## WHAT IS BEING ASKED
Please copy every line of the records below that contains the word "motorboat".

## SUPPLIED DATA
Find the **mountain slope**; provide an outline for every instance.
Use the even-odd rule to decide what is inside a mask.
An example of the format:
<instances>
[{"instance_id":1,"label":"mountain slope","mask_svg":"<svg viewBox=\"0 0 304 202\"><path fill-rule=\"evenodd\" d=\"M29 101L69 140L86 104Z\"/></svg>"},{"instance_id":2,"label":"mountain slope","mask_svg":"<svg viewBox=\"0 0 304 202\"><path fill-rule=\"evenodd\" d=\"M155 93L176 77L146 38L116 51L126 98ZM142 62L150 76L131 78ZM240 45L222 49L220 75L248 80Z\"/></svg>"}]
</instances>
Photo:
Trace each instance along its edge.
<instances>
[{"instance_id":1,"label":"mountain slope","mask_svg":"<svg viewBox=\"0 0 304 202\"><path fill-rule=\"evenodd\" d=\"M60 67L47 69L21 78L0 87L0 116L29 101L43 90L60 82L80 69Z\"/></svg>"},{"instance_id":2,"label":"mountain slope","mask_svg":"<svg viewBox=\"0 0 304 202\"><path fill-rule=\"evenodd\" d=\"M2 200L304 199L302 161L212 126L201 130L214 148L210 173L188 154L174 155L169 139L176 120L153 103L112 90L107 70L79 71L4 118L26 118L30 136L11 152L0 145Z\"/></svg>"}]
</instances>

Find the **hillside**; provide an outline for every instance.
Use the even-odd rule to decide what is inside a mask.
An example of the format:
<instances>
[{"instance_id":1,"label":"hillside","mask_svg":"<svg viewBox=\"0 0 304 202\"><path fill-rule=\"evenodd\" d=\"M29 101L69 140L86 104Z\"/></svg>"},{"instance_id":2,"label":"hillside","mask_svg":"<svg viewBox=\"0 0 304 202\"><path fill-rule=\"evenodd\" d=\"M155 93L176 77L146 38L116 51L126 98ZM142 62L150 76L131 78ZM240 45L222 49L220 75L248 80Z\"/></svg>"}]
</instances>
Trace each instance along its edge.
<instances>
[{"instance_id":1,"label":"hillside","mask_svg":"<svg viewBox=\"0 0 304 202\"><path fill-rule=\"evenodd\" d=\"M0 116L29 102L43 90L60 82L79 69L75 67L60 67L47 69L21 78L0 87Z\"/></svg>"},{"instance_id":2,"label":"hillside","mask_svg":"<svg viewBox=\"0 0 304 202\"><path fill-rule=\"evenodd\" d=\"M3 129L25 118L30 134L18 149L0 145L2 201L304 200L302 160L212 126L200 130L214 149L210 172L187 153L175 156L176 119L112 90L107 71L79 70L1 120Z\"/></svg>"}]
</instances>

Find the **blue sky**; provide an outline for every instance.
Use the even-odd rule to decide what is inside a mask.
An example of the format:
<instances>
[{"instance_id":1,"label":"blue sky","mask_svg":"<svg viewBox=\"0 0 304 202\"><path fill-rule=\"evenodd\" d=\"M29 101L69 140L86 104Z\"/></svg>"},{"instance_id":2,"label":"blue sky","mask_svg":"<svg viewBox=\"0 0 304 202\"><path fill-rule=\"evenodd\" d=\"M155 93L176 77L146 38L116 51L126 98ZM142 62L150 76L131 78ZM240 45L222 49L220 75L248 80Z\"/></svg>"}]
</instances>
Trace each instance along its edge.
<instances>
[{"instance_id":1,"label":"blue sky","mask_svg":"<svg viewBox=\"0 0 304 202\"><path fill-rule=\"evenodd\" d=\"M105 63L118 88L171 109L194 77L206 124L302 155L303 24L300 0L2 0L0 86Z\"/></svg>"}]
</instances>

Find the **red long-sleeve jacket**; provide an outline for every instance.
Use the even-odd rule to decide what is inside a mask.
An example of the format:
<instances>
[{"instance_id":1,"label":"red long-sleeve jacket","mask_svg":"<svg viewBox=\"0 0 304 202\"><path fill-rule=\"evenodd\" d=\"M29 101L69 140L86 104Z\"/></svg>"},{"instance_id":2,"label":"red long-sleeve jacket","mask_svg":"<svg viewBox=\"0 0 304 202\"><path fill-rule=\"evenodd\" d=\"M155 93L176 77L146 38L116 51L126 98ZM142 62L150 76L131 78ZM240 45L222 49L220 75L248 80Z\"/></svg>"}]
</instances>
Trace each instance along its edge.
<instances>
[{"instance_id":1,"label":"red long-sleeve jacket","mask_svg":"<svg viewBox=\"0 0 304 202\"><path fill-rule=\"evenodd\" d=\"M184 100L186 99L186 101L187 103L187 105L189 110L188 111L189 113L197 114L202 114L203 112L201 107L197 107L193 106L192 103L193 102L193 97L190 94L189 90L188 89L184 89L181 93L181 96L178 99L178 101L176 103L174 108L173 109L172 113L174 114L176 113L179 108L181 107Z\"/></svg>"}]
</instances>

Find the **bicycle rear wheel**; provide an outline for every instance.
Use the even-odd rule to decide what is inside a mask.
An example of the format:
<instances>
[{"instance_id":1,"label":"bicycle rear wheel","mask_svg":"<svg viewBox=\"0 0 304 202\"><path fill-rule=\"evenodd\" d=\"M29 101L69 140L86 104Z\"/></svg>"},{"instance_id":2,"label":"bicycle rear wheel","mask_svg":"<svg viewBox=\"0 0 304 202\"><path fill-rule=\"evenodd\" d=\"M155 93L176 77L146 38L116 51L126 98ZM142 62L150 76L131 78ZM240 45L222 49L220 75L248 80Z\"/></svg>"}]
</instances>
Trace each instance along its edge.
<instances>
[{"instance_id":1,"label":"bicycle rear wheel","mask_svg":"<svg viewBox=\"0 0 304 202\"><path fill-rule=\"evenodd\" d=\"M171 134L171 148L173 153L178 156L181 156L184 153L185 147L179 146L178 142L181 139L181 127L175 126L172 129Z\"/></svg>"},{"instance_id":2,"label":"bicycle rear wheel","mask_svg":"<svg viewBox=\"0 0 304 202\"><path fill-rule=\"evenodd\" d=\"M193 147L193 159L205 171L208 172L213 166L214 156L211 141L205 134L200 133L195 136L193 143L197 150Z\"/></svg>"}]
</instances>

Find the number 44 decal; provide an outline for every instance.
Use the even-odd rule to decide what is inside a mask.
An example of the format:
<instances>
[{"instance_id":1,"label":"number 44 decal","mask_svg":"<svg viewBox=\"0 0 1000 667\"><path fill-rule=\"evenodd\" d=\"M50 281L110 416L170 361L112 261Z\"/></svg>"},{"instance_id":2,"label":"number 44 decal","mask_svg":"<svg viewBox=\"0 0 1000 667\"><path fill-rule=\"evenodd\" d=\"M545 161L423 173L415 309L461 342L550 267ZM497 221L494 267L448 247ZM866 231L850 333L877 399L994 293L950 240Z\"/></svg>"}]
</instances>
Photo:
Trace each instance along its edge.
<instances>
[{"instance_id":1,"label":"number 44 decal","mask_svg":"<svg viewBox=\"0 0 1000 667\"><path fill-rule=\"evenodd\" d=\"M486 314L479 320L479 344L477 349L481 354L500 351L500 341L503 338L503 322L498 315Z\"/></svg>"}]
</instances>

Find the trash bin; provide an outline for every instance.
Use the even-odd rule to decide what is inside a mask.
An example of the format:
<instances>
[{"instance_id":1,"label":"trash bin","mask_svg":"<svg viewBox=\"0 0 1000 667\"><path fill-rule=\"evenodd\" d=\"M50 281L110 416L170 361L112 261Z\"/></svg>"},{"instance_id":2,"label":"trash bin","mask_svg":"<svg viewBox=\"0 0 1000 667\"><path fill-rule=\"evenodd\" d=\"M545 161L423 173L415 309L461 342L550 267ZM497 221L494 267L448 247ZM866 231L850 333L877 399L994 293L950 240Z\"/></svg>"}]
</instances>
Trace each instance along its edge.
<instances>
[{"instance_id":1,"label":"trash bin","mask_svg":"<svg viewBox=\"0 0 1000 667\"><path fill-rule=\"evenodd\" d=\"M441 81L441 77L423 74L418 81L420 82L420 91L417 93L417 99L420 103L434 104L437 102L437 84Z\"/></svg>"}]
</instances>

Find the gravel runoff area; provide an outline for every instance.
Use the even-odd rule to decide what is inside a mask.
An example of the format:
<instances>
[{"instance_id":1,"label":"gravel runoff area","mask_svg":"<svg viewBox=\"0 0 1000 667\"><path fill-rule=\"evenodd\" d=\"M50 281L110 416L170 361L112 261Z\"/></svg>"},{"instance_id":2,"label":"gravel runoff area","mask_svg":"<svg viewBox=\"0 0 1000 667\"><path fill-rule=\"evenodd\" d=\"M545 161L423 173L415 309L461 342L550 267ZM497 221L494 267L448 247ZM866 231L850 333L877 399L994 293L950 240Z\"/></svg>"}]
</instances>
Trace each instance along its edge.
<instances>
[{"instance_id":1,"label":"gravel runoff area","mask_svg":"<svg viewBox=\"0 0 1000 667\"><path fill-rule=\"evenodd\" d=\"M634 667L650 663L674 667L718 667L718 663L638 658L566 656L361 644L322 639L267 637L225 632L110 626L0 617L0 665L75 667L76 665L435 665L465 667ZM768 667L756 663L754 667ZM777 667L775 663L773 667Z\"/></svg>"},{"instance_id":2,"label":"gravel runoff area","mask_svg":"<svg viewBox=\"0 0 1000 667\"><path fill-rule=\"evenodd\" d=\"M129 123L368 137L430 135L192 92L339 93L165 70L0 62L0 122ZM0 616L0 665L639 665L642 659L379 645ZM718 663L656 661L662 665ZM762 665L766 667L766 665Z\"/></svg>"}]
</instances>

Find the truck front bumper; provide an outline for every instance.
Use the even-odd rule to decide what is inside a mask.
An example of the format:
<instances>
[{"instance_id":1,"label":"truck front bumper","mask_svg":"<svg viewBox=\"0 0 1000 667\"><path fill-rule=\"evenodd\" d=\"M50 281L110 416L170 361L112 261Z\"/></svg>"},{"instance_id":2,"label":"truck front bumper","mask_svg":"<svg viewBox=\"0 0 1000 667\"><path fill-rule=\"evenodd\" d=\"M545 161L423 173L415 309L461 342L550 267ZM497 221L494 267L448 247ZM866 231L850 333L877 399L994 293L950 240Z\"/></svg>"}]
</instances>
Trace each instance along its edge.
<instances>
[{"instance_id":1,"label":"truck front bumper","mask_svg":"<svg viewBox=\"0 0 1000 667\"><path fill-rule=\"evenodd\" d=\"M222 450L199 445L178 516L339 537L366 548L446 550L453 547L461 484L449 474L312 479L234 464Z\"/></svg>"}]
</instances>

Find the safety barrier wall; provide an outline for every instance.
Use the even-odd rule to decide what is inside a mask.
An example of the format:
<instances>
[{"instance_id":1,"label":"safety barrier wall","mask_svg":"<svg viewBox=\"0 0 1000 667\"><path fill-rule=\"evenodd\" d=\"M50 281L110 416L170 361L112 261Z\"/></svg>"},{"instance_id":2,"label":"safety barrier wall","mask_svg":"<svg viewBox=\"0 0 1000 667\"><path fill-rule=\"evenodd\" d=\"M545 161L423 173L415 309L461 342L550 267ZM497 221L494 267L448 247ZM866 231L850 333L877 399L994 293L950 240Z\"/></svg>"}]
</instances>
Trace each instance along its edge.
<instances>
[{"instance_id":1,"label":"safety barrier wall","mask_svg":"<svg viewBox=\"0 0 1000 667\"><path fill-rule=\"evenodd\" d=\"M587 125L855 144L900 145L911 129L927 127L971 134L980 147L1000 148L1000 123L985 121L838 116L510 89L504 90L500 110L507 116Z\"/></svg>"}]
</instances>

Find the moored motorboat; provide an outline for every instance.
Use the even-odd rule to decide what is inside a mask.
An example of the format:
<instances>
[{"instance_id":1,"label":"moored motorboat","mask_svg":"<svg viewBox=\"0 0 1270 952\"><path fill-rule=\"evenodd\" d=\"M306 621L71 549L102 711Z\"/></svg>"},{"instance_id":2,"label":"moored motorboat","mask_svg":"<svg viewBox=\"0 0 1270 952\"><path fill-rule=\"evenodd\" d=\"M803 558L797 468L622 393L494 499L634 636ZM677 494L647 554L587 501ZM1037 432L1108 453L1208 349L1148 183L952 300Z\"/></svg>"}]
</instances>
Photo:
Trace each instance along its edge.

## FINISHED EXERCISE
Find the moored motorboat; provide an outline for every instance.
[{"instance_id":1,"label":"moored motorboat","mask_svg":"<svg viewBox=\"0 0 1270 952\"><path fill-rule=\"evenodd\" d=\"M306 621L71 549L102 711Z\"/></svg>"},{"instance_id":2,"label":"moored motorboat","mask_svg":"<svg viewBox=\"0 0 1270 952\"><path fill-rule=\"evenodd\" d=\"M803 558L797 468L622 393L494 499L634 636ZM677 494L647 554L587 501ZM1037 432L1108 453L1208 349L1148 183L952 300Z\"/></svg>"}]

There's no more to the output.